Eleven people had harder-to-treat HCV genotype 1a, while nine had 1b. Pre-treatment HCV viral load ranged from 3.3 to 6.7 log10 IU/ml. The mean ALT level was 463 IU/l and the mean bilirubin level was 24 mg/dl. But some patients had very high levels, Prof. Wedemeyer said; the highest ALT level was over 2700 IU/ml and some patients had such high bilirubin levels they had icterus or jaundice, with yellowing of the skin and eyes.

All study participants were treated with sofosbuvir/ledipasvir in a fixed-dose co-formulation (400/90mg), without ribavirin, for six weeks. The usual recommended duration of sofosbuvir/ledipasvir for chronic hepatitis C treatment is 12 weeks, though people with no prior treatment experience, no cirrhosis and low viral load can be treated for eight weeks.

Everyone completed the full course of treatment and all had sustained virological response, or continued undetectable HCV RNA at the end of a 12-week post-treatment follow-up period (SVR12).

The researchers looked at the relationship between baseline viral load and early virological response. People with higher viral loads suppressed HCV more slowly, but all were undetectable by the end of treatment. This raises the prospect that an even shorter treatment duration may be adequate for some people.

Along with viral suppression, the patients experienced rapid biochemical response, or sharp declines in liver enzymes and bilirubin, with ALT normalisation and normal bilirubin levels by the end of treatment.

Treatment was generally safe and well-tolerated. There was one unrelated serious adverse event and no-one discontinued treatment early due to side-effects. The most frequently reported adverse events were gastrointestinal symptoms (20%), fatigue (15%) and hair loss (15%).

- WORK REQUIRED: Continue the passage on the six-week sofosbuvir/ledipasvir hepatitis C study, picking up after its final sentence.

- GIVEN INFORMATION:
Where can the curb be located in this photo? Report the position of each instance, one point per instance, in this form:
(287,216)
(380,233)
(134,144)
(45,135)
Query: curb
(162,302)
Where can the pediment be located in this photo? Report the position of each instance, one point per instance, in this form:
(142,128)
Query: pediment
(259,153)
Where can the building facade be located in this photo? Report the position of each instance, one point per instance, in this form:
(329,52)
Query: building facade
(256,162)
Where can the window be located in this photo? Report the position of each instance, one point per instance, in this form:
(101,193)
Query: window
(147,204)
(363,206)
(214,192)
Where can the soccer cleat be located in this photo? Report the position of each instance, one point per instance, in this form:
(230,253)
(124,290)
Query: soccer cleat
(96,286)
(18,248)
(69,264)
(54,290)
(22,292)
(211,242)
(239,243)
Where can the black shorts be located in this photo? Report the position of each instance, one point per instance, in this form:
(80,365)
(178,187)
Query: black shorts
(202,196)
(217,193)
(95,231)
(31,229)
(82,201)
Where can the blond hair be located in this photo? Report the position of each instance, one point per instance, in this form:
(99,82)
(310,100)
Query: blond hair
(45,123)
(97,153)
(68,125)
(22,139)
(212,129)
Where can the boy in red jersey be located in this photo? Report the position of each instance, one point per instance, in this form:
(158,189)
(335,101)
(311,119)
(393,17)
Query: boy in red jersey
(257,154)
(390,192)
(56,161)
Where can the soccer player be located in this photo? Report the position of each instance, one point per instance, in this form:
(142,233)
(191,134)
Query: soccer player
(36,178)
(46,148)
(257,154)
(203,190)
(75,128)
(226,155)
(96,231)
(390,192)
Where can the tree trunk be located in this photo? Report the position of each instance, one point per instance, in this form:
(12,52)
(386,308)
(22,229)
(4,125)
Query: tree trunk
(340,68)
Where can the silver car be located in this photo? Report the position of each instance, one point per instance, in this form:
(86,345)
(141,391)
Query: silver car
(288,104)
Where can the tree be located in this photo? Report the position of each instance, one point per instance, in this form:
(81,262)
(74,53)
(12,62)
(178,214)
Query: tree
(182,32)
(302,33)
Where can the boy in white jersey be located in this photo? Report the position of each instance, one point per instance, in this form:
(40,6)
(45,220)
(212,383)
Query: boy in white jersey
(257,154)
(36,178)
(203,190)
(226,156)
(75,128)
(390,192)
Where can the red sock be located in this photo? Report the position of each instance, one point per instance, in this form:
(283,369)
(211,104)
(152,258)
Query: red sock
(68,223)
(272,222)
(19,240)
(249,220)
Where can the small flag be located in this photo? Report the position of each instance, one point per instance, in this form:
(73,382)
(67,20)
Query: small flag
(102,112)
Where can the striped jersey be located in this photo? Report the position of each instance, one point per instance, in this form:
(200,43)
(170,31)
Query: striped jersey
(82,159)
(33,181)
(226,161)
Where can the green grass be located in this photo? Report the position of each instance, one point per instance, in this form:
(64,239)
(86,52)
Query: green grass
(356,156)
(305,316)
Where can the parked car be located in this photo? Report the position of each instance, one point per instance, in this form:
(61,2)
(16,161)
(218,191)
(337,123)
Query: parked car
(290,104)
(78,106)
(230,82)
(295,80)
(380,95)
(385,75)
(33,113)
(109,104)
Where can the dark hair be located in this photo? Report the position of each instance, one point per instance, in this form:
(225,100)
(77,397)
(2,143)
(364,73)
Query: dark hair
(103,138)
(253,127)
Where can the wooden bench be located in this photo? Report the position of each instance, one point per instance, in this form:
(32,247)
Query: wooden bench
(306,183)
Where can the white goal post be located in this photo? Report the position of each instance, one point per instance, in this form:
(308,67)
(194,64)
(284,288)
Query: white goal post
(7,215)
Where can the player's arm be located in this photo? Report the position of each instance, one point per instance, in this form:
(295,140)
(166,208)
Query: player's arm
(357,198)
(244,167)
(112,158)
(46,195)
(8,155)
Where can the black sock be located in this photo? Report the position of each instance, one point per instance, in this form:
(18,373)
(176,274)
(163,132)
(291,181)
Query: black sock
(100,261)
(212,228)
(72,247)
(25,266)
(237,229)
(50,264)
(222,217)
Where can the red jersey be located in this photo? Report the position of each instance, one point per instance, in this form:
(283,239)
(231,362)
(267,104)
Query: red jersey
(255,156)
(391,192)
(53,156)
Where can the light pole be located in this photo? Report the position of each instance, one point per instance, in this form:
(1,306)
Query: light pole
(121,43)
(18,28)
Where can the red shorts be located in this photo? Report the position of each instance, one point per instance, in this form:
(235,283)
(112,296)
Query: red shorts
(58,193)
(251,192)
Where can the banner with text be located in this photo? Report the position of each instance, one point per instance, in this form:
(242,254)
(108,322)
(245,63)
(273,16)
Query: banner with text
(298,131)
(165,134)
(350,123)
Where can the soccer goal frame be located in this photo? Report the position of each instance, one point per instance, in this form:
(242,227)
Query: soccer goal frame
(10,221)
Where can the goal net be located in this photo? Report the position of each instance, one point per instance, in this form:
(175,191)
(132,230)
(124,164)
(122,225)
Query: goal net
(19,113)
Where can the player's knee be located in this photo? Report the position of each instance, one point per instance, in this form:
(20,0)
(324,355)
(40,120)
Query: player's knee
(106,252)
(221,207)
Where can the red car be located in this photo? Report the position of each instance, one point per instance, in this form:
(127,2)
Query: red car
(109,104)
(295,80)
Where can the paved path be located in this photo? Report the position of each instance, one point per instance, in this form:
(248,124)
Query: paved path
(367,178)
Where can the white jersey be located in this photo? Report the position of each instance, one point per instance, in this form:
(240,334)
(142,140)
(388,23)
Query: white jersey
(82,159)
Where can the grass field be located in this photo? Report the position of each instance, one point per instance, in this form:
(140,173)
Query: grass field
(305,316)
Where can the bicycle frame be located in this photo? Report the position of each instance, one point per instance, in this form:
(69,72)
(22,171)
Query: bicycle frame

- RESULT OF THIS TASK:
"Short treatment of only six weeks was highly effective with an SVR12 rate of 100% in acute HCV genotype 1 mono-infected patients," the researchers concluded. "High baseline viral load was associated with a delayed virological response, which however did not lead to treatment failures."

After Dr Deterding’s presentation, Prof. Jürgen Rockstroh of the University of Bonn pointed out that his group conducted a study of the same regimen for HIV-positive men with acute HCV co-infection. As he reported at the recent Conference on Retroviruses and Opportunistic Infections, six weeks of therapy cured co-infected people with low HCV viral load, but there were three relapses among patients with high baseline HCV RNA levels. These, along with a case of reinfection and two people lost to follow-up, resulted in an SVR12 rate of just 77%.

Prof. Wedemeyer told aidsmap.com that unlike in Prof. Rockstroh’s study, the HIV-negative patients with high viral load in the HepNet study "cleared more slowly but stayed cleared." While some experts are now saying people with HIV and HCV co-infection are no longer a ‘special population’ when it comes to hepatitis C, he suggested "there is still a difference", even if they have high CD4 counts and HIV suppression.

At both the press briefing and the late-breaker session, attendees brought up the issue of delaying treatment for acute HCV infection to see if spontaneous clearance will occur, as was common practice in the interferon era.

"I would recommend to start [during acute infection] due to the high SVR rate and rapid improvement of symptoms," Dr Deterding responded.

If treatment is delayed, "patients would be ill for months," which could interfere with employment and lead to stigma due to jaundice, Prof. Wedemeyer elaborated. It usually takes up to eight weeks for liver enzymes and bilirubin to normalise after acute infection, compared to just one week in this study.

Prof. Wedemeyer added that early treatment is also important for preventing HCV transmission, given that viral load is often high during the acute stage. Further, he noted, cutting treatment duration from 12 weeks during chronic infection to six weeks during acute infection would reduce the price by half, which "could be an enormous health cost savings."

Reference

Deterding K et al. Six weeks of sofosbuvir/ledipasvir (SOF/LDV) are sufficient to treat acute hepatitis C virus genotype 1 monoinfection: the HepNet Acute HCV IV Study. International Liver Congress, Barcelona, abstract LB08, 2016.